_PROMPT:_ Count the lines below that contain the string "drawer", and give only that number.
◆ ◆ ◆
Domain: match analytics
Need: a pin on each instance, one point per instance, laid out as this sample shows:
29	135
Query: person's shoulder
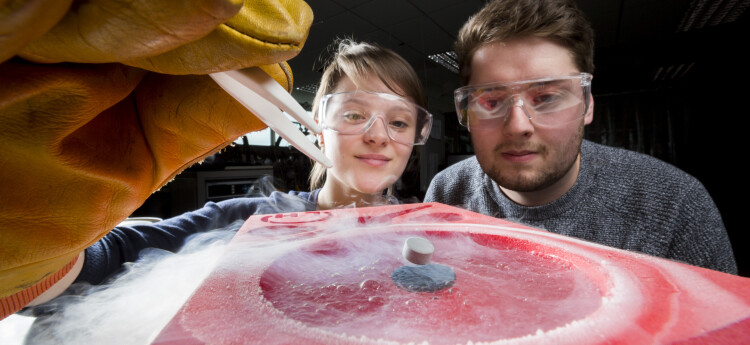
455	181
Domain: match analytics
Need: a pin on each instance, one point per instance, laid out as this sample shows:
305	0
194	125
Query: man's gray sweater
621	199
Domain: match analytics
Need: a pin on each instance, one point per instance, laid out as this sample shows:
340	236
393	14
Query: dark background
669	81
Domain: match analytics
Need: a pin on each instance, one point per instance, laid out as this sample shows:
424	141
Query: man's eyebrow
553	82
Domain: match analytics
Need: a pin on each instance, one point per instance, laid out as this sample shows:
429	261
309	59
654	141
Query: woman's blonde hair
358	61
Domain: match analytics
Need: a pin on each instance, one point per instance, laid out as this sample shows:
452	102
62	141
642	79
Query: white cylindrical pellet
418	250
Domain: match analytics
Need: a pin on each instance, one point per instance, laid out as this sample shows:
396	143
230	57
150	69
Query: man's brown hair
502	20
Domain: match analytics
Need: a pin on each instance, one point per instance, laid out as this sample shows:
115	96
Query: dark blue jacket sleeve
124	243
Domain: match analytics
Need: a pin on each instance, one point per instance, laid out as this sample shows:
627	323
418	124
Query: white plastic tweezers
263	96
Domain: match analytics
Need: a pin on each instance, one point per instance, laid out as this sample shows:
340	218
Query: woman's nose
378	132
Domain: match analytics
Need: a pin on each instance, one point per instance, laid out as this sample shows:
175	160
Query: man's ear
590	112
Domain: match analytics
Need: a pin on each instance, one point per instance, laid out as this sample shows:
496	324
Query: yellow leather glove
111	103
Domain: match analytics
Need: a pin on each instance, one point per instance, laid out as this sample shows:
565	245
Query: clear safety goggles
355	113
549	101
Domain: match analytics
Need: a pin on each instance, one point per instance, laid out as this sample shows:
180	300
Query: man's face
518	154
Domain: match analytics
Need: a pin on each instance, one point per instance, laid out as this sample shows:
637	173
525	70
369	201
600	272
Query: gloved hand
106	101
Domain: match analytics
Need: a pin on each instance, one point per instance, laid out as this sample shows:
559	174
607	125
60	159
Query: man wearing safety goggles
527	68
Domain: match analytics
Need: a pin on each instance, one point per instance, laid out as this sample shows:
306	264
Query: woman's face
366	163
◆ ◆ ◆
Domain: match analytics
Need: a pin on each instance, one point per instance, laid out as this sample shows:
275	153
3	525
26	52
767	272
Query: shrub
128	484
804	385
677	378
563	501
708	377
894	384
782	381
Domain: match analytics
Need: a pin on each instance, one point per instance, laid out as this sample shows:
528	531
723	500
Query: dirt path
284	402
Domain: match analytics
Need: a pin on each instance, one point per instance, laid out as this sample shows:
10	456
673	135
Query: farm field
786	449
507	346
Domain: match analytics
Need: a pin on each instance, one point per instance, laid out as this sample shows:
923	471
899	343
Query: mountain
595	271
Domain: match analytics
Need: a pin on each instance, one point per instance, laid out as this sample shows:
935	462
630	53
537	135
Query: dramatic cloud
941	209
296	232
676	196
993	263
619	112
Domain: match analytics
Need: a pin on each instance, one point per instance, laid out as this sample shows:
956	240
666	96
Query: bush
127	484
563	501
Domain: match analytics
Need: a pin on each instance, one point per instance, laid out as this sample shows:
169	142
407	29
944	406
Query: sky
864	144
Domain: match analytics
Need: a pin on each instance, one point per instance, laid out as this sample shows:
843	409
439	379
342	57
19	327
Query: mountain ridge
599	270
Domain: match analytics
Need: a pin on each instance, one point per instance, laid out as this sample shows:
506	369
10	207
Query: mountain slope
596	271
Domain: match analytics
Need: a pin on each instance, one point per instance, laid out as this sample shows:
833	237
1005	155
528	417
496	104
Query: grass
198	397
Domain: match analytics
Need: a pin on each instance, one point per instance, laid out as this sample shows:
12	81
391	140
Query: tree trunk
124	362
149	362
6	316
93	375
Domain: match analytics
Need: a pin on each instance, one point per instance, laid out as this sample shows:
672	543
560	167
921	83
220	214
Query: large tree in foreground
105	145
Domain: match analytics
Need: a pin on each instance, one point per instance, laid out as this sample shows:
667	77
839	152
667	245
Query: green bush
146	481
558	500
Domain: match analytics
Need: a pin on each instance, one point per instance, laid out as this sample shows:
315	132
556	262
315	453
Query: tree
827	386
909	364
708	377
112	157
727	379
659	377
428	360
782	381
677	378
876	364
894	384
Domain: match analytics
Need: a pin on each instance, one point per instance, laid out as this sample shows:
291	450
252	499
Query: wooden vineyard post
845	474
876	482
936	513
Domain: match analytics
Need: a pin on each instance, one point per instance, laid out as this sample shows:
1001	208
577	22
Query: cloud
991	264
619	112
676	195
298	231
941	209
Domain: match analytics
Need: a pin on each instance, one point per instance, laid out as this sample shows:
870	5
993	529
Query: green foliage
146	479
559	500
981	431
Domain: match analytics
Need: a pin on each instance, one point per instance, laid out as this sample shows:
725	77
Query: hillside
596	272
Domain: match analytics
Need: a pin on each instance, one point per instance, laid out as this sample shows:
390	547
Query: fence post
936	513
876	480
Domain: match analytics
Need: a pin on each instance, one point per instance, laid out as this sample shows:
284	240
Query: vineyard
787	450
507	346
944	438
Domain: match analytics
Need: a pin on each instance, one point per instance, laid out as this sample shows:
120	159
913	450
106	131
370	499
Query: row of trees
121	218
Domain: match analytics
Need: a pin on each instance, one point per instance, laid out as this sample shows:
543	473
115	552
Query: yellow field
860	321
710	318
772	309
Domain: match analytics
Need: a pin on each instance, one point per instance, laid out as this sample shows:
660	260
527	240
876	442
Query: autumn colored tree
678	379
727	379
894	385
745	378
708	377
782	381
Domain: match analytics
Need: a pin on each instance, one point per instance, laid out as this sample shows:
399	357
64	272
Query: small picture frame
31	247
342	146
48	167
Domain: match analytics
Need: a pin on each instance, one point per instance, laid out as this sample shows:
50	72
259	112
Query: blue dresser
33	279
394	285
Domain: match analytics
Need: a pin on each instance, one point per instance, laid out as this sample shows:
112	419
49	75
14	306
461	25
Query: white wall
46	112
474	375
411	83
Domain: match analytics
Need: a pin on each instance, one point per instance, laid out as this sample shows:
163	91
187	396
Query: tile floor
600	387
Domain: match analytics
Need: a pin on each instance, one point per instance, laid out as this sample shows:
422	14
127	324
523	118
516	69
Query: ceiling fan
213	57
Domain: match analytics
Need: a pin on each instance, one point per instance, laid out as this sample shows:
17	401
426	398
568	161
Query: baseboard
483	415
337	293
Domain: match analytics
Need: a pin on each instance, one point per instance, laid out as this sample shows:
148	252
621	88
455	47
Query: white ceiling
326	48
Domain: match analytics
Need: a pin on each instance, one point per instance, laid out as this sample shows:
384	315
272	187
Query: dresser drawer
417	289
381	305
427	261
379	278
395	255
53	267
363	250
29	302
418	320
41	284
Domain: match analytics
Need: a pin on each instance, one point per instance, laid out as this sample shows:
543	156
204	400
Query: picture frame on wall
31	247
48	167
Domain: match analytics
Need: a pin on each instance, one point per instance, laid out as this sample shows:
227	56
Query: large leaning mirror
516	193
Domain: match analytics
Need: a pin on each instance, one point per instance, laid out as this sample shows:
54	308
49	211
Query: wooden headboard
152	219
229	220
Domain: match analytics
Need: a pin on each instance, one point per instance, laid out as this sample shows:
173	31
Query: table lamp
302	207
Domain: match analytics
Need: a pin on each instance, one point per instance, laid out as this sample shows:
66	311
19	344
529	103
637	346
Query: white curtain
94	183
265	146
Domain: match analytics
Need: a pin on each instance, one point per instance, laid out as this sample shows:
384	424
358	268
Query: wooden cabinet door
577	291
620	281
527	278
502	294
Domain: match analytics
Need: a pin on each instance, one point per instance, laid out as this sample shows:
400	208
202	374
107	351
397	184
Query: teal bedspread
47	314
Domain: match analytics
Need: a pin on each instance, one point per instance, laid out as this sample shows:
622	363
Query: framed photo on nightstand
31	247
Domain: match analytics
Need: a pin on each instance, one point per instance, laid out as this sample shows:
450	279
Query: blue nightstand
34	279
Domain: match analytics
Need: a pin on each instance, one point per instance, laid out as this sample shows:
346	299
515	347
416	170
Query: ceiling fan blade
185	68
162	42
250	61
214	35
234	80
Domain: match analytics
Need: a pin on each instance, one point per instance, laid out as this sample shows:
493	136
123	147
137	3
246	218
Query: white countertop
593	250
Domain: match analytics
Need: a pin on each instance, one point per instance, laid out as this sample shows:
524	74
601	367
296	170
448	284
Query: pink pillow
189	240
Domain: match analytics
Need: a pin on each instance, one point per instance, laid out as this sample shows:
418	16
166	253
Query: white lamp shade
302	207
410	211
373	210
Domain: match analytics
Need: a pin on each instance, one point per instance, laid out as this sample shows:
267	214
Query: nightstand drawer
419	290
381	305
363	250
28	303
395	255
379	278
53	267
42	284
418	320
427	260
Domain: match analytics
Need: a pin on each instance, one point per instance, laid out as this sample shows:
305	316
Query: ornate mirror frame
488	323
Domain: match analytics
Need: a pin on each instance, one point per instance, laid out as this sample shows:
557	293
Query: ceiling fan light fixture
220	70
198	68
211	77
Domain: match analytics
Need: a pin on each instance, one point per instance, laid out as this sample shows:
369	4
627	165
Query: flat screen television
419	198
◆ ◆ ◆
_SOLUTION TO THE EXERCISE:_ 2